◆ STATED TASK:
Pick out each line in the items below that contains the word "woman" and copy those lines.
+ + + + +
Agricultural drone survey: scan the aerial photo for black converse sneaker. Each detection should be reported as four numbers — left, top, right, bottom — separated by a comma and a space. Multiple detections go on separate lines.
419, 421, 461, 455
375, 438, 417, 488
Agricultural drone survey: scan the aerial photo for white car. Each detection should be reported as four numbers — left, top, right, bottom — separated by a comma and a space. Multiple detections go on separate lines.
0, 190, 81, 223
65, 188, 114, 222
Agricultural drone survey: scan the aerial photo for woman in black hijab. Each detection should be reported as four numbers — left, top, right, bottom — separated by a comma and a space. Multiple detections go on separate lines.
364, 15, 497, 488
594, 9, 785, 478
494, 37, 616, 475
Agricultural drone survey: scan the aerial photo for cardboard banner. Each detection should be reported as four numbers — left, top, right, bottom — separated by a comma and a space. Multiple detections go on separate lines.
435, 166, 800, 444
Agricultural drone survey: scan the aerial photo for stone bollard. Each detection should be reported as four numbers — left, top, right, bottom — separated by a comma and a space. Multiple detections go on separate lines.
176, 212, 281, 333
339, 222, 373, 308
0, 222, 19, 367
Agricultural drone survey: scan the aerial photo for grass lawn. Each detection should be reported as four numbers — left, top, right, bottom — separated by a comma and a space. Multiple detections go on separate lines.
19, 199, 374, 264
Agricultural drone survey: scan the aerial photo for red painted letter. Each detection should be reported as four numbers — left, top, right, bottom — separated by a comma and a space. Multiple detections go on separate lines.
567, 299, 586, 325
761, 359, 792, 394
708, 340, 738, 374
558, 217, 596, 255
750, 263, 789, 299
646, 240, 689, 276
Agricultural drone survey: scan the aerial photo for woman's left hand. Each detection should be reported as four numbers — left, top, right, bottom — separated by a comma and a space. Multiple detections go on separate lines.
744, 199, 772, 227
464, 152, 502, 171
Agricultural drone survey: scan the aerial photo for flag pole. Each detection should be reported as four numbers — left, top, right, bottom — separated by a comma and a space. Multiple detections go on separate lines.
+ + + + +
◆ SOLUTION TO THIS TASK:
Agricultural drone survey: scan the aerial photo for woman in black hijab. Each detection should be reported as four numbers — left, top, right, bottom — separated by a comma and a space. Multiple detections go on separate lines.
Agricultural drone survey: scan the aerial photo for woman's left hand. Each detection should be reported as four numbers — left, top, right, bottom — separated by a comma and a space. Multiple detections go on separate lines.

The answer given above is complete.